**Record set:**
"""

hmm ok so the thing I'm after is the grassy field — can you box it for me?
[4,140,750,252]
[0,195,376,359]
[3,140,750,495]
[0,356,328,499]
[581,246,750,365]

"""

**What to produce:** What is needed is an exact restatement of every record above.

**Task answer:**
hmm ok so the thing I'm after is the grassy field — can you box it for me?
[4,140,750,252]
[0,195,376,359]
[3,140,750,495]
[0,356,328,499]
[581,246,750,365]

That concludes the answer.